Sunday, 17 de November de 2024 ISSN 1519-7670 - Ano 24 - nº 1314

O Facebook e o motorista

O comediante norte americano Louis Székely, profissionalmente conhecido como Louis C. K., faz um quadro onde comenta o comportamento agressivo e truculento do motorista de automóvel, conjecturando como seria, por exemplo, a transposição deste comportamento para o cotidiano, isto é, para ações ordinárias, como no uso coletivo de um elevador. Um leve esbarrão do sujeito ao lado e a reação seria uma saraivada de impropérios e xingações. Em tudo igual ao motorista quando outro motorista se aproxima demais.

------------------------------------------------------------

_O que fazer:_ Passe para o inglês esta frase do trecho fornecido: "Um leve esbarrão do sujeito ao lado e a reação seria uma saraivada de impropérios e xingações."

_Material fornecido:_

------------------------------------------------------------

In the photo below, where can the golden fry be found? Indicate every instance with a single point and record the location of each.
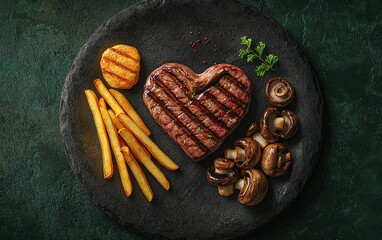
(113, 136)
(158, 154)
(101, 88)
(137, 150)
(102, 103)
(129, 110)
(119, 125)
(107, 159)
(138, 174)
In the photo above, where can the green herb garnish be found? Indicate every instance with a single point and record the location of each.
(266, 64)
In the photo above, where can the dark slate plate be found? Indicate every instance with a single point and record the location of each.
(192, 208)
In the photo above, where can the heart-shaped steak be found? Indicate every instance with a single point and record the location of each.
(198, 111)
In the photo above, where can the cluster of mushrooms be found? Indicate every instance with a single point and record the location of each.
(237, 168)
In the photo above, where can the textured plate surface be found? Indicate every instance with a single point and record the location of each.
(192, 208)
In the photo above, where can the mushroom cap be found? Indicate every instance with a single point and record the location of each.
(279, 92)
(291, 124)
(222, 179)
(255, 187)
(272, 157)
(223, 164)
(252, 129)
(252, 152)
(266, 129)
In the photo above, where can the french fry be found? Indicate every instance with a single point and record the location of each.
(151, 167)
(138, 173)
(107, 159)
(102, 103)
(129, 110)
(119, 125)
(101, 88)
(122, 168)
(155, 151)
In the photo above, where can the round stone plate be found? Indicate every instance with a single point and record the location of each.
(192, 208)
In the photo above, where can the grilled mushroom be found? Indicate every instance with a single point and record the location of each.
(224, 175)
(275, 124)
(279, 92)
(254, 132)
(246, 154)
(275, 161)
(253, 187)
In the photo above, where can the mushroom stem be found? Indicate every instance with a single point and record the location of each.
(283, 159)
(226, 191)
(280, 90)
(237, 153)
(239, 184)
(278, 123)
(260, 139)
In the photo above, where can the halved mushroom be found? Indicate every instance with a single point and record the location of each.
(246, 154)
(253, 187)
(254, 132)
(224, 175)
(276, 161)
(279, 92)
(275, 124)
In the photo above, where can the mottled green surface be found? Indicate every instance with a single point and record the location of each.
(41, 199)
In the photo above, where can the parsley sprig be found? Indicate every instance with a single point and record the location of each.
(266, 64)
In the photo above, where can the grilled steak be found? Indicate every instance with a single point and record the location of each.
(198, 111)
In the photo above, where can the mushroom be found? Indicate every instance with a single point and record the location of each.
(254, 132)
(246, 154)
(275, 124)
(279, 92)
(224, 175)
(275, 161)
(253, 187)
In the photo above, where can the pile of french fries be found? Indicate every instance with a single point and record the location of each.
(121, 130)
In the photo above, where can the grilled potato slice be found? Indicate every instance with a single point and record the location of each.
(120, 66)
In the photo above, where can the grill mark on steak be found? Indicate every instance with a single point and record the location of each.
(184, 109)
(198, 111)
(230, 96)
(234, 88)
(200, 106)
(224, 108)
(119, 64)
(178, 122)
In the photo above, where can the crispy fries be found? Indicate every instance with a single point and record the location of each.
(127, 136)
(102, 103)
(138, 174)
(107, 160)
(119, 125)
(101, 88)
(153, 169)
(158, 154)
(122, 168)
(129, 110)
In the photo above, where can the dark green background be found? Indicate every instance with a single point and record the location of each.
(41, 199)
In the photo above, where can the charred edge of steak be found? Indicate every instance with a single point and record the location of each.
(163, 86)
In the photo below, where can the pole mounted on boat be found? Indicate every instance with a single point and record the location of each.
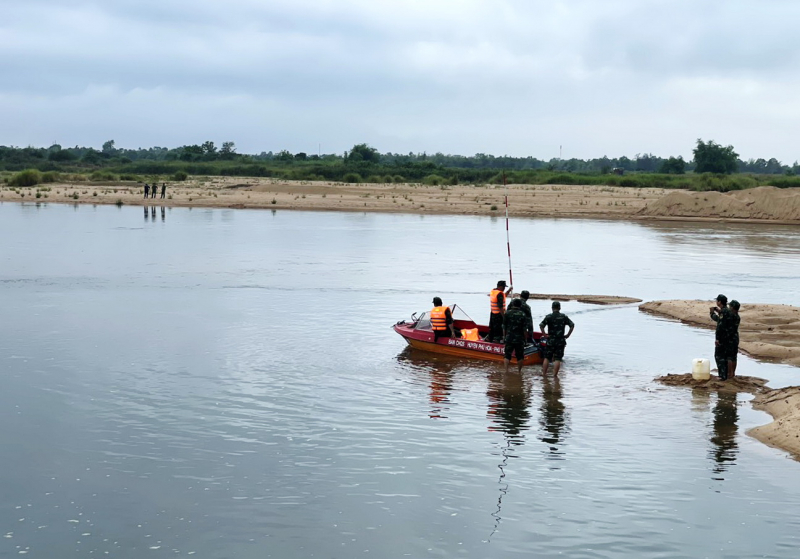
(508, 238)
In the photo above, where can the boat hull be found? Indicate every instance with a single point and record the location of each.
(457, 347)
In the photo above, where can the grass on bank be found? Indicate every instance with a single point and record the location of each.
(141, 172)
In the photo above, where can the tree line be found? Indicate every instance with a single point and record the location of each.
(365, 163)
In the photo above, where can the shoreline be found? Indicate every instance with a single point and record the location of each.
(529, 201)
(768, 333)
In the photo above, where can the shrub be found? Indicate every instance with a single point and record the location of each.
(28, 177)
(103, 176)
(50, 176)
(434, 180)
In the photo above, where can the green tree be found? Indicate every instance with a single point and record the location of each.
(710, 157)
(673, 166)
(228, 150)
(363, 152)
(209, 148)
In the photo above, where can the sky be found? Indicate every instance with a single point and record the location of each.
(571, 78)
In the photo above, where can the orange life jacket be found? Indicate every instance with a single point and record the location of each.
(439, 318)
(470, 334)
(496, 308)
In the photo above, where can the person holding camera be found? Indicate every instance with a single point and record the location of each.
(721, 314)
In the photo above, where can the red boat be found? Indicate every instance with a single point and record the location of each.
(418, 333)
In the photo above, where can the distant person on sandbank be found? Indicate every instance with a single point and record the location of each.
(721, 314)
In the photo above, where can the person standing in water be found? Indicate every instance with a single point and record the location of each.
(556, 339)
(515, 325)
(732, 348)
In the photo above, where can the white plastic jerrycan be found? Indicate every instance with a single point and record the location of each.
(701, 369)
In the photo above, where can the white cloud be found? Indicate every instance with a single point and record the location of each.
(601, 78)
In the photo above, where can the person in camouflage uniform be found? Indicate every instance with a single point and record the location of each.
(514, 327)
(556, 339)
(524, 295)
(721, 314)
(733, 338)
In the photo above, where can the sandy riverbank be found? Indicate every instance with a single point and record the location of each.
(755, 204)
(770, 332)
(763, 204)
(237, 192)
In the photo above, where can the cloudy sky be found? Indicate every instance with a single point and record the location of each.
(516, 77)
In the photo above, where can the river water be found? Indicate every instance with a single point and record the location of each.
(224, 383)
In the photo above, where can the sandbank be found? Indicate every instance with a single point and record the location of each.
(595, 202)
(769, 332)
(758, 205)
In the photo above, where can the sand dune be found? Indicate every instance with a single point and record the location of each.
(762, 203)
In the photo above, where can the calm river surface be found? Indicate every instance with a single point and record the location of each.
(224, 383)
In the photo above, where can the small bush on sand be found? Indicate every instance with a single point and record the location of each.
(28, 177)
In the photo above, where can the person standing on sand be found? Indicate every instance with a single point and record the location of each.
(441, 321)
(721, 314)
(497, 298)
(515, 324)
(556, 340)
(733, 338)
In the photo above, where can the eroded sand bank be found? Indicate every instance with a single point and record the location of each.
(770, 332)
(766, 332)
(763, 204)
(238, 192)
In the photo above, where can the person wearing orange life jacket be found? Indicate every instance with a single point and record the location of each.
(497, 298)
(441, 321)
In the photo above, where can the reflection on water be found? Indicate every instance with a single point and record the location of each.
(553, 419)
(724, 449)
(509, 399)
(155, 392)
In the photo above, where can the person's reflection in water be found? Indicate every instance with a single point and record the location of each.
(441, 386)
(553, 419)
(509, 400)
(724, 448)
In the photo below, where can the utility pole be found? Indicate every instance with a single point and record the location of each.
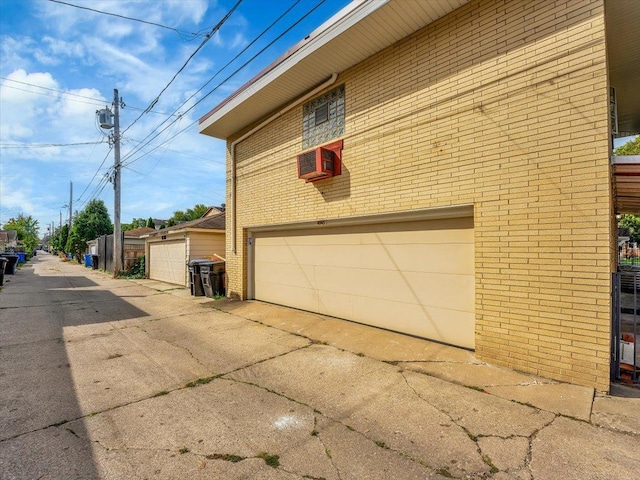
(117, 234)
(104, 119)
(70, 204)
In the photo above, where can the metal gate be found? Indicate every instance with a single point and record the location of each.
(625, 354)
(105, 252)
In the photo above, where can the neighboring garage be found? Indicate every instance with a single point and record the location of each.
(169, 250)
(414, 277)
(168, 261)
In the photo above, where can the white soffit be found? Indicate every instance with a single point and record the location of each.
(358, 31)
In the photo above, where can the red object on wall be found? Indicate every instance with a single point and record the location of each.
(321, 162)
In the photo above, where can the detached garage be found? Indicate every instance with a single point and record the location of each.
(410, 275)
(169, 250)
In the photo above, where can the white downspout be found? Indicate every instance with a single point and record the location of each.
(232, 148)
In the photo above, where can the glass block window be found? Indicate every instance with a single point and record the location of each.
(323, 118)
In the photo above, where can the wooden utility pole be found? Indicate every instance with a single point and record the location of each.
(70, 205)
(117, 234)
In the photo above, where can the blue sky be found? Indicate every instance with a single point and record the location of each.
(59, 64)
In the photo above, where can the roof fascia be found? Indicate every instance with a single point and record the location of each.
(332, 28)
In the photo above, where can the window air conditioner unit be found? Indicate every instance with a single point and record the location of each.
(321, 162)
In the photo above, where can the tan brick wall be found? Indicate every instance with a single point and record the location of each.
(502, 104)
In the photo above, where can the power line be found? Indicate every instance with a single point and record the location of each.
(218, 86)
(46, 145)
(95, 174)
(140, 147)
(204, 42)
(182, 33)
(95, 101)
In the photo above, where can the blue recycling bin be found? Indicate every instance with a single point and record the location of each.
(11, 266)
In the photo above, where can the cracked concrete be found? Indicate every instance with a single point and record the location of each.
(98, 390)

------------------------------------------------------------

_Solução do exercício:_ A slight bump from the guy next to you, and the reaction would be a hail of insults and curses.